# START OF SUPPLIED PASSAGE

It's an Earth thing my mom taught me.
The idea is that you light something, to remember someone.
To pay tribute.
I mean, it's not magic or anything.
It doesn't bring anyone back, but...
You know, it's a gesture.
A small thing in the face of a very bad thing.
Sometimes that's all we have.

You know, it was just over half a year ago that I found myself brainstorming over the idea of a potential Guardians of the Galaxy game, of how cool it could be, all the things they could do with the IP, it felt like there was endless potential. Of course, I knew it was somewhat inevitable for a game to be made at some point in time, but I certainly didn't expect it to come so soon, let alone be any decent. I remember seeing the leak a few days before E3 and immediately bracing myself for my favorite characters to be tainted by some crappy product, but then the show came around and... It didn't look that bad, not at all? There was even a hint in there, somewhere amidst all of my skepticism, that something truly special was going on, but I told myself it wasn't gonna be. It couldn't be. It was gonna be fun, I expected that much from what I saw, but no way it'd be the game I dreamed of.

Then, it came out. It surpassed my expectations, that was apparent pretty early on. It also surpassed my highest hopes, which maybe weren't that high, but it really did. As for that game in my dreams... yeah, it too was surpassed. This take on the Guardians leaves nothing to be desired, it takes everything great about the movies, everything great about the comics, adds a good bunch of great new ideas, and blends it all in a game that ends up feeling both familiar and original, faithful but also extremely creative. And most importantly, it feels truly genuine. You feel it in every line of dialogue, in each detail and easter egg, in the depictions of these characters and new designs of locations they travel to. Nothing is overlooked, every little thing that's in there was given the utmost care. This is a work that came from the heart, from a team that deeply cared about the project they got to make.

And just like I love their game, I love the people behind it. I don't usually talk about this sort of thing, but it is really refreshing to see a game you love being made by a company that cares about the well-being of its employees, that doesn't overwork anyone, that doesn't do crunch - they're even shifting to a 4-day work week now - honestly, Eidos-Montréal just looks like an awesome place to work at, but beyond that, as a fan, it's really awesome being able to engage with the people who made something you love. In the months since release, I've already talked or had a direct interaction with Jean-François Dugas (director), Patrick Fortier (gameplay director), Simon Habib (animation director), Richard Jacques (composer), Jon McLaren (Star-Lord), Kimberly-Sue Murray (Gamora), Jason Cavalier (Drax), Alex Weiner (Rocket), Robert Montcalm (Groot), and the two people responsible for the ridiculously awesome metal album made just for this game, Yohann Boudreault and Steve Szczepkowski. In every interaction, everyone who worked on this game came across as the nicest people, and they made me feel like part of the family too (which of course I'm not, but that's beside the point).

# END OF SUPPLIED PASSAGE
# START OF GIVEN DATA

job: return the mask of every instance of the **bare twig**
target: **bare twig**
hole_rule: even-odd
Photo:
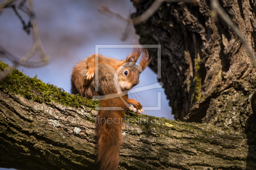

# END OF GIVEN DATA

▶ **PROBLEM SET**:
#1 In the Guardians of the Galaxy essay, what work schedule is Eidos-Montréal said to be shifting to?
#2 Carry the essay on the Guardians of the Galaxy game forward from its final sentence.

▶ **RESPONSES IN ORDER**:
#1 A 4-day work week.

#2
That feeling of family is something this game really delivers on. The constant bickering between the characters, the way fights and disagreements develop over the course of the story, motivated both by things you can and can't control, and the way conflicts are ultimately resolved... It's incredibly effective at making you feel inside a family, where things don't always go the way you want, because everyone in there has their wants and needs and they will clash. Whether you go into the game caring about these characters or not, by the end you deeply care about them all. You'll want them to be happy more than anything, and in time, when you walk around the Milano, it'll feel like home. And just like in your real home, even when everyone's in a good mood, there'll always be a fridge to close.

So to think about trying to close this post I made about my favorite game... Well, I haven't even talked about the actual game, have I? It's a pretty cool game. The combat isn't the easiest on the eye but it really clicks when you're holding the controller and issuing commands to your team. Then it also has a good bit of walking around linear set-pieces, with the occasional optional item in an alternate path (your crewmates will always question you for going the wrong way though), and some basic puzzle-solving where you have to rely on the skills of the different Guardians. None of it is groundbreaking, but it all works well. The gameplay may not be the most striking aspect of the game, but every facet of it is made in a way that enhances your connection to the characters and their story - nothing you do is complete without the team, they will shine through every action you make, and the simple gameplay works in putting them at the forefront, allowing them to chatter endlessly and comment on everything you do without clashing with the game side of things.

All in all, when I look at this list of favorite games, Guardians of the Galaxy can feel like both the easiest and hardest one to rank. I was barely more than halfway into my playthrough when I started thinking "this is first place for sure", and it only kept getting better and better from there. Whenever I play it, there really is no doubt in my mind, this is it. What makes it weird to rank, then, is just how different it is from everything else I've played - all these other great games I list here, they're games first and foremost, but this is more like a super-long interactive film - or at least that's where its greatest qualities lie in, anyway. It feels weird to rank it among all these other titles, but it has to be somewhere on this list and for all it means to me, it only makes sense here at #1.

This is a dream come true, and come true in the most beautiful way possible. It's all I ever wished for and more. It makes me daydream about potential sequels, blinding me to the rest of the industry just like the films did. And just like the films, it is a wonderfully written, genuine work of art that came deep from the heart of its makers, with complete confidence in what it wants to be regardless of what anyone will say about it. It may not be perfect, but neither are the Guardians of the Galaxy and I love them just like that.

Thank you, Eidos-Montréal, for this truly unforgettable journey. It really means everything.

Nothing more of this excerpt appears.